Gebunden, 472 Seiten
1. Auflage - 2006
CRC Press, Boca Raton
Taking you on a journey into the fascinating world of
spices, from foul-smelling asafetida to devilishly hot chillies, and from
sumptuous saffron to fragrant cinnamon, the author describes 300 plants and the
spices that are obtained from them from the perspective of a natural scientist.
84 extensive monographs of culinary herbs are presented here, with details of their cultivation, production, constituents, sensoric properties, pharmacological actions, their potential toxicity and their culinary and medicinal uses.
There are some hobbies that seem to attract a large number of chemists, and these certainly include the culinary arts. The involvement can range from simple cooking experiments all the way to a deep-seated preoccupation with food ingredients.
Plant spices and herbs provide a means to enhance cuisine to gustatory perfection, while at the same time these condiments contain principles that help to prevent serious ailments such as hypertension and infection. The introductory chapters of this book illuminate in detail the most common ingredients, the perception of taste and aroma and the spectrum of activity. Moreover, useful tips are provided for the cultivation and storage of herbs. These chapters are aimed at the reader with an interest in natural science; the text is easy to understand on a technical level, and the authors provide a multitude of references to the broader scientific literature.
The main body of the work consists of highly readable monographs on individual spice plants, which contain detailed information on botany, name the corresponding primary drug substances and describe their effects and side effects. Helpful tips on the use of the corresponding spices are provided, even including some specific recipes.

_Your instructions_
Retype the passage of the book description between "Gebunden, 472 Seiten" and "with food ingredients.", inclusive, with no changes.

_Data section_

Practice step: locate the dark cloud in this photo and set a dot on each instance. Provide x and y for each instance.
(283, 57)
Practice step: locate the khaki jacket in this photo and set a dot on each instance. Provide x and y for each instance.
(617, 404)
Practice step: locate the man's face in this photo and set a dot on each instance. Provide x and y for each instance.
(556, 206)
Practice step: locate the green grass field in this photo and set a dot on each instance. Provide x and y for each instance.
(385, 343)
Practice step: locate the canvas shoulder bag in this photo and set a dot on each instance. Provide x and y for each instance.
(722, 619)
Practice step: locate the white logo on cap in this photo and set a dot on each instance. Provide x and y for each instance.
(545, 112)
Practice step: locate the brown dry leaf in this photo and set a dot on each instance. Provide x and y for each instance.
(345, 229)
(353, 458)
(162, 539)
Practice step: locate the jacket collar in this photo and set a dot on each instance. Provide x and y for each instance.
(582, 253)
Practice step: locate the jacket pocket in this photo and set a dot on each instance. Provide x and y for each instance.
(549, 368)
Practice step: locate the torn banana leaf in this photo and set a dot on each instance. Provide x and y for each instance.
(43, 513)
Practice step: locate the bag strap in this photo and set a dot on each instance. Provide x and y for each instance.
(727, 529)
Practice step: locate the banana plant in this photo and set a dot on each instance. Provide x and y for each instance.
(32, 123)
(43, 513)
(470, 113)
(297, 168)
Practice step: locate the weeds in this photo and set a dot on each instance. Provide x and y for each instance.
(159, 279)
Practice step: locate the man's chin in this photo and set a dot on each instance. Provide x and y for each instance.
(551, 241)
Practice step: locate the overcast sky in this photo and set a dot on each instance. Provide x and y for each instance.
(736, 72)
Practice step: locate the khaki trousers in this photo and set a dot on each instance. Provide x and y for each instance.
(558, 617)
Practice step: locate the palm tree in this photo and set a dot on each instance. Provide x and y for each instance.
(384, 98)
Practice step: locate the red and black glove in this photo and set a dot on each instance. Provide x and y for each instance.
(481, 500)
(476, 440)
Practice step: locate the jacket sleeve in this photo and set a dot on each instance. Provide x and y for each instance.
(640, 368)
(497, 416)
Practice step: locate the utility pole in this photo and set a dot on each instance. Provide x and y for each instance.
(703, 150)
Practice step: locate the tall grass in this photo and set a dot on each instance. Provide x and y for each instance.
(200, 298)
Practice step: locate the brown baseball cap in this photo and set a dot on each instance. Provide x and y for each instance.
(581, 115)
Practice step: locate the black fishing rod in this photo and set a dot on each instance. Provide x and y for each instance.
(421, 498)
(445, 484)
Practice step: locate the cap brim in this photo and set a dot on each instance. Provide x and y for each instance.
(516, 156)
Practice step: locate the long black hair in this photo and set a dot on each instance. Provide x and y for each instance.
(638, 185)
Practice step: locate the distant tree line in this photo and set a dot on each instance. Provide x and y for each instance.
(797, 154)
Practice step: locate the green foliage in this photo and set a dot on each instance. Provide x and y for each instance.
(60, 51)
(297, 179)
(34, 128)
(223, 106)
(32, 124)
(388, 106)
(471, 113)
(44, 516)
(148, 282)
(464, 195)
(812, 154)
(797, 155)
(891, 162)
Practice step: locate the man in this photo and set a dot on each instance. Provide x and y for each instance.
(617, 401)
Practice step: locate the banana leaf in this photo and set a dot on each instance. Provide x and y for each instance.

_Answer to this task_
Gebunden, 472 Seiten
1. Auflage - 2006
CRC Press, Boca Raton
Taking you on a journey into the fascinating world of
spices, from foul-smelling asafetida to devilishly hot chillies, and from
sumptuous saffron to fragrant cinnamon, the author describes 300 plants and the
spices that are obtained from them from the perspective of a natural scientist.
84 extensive monographs of culinary herbs are presented here, with details of their cultivation, production, constituents, sensoric properties, pharmacological actions, their potential toxicity and their culinary and medicinal uses.
There are some hobbies that seem to attract a large number of chemists, and these certainly include the culinary arts. The involvement can range from simple cooking experiments all the way to a deep-seated preoccupation with food ingredients.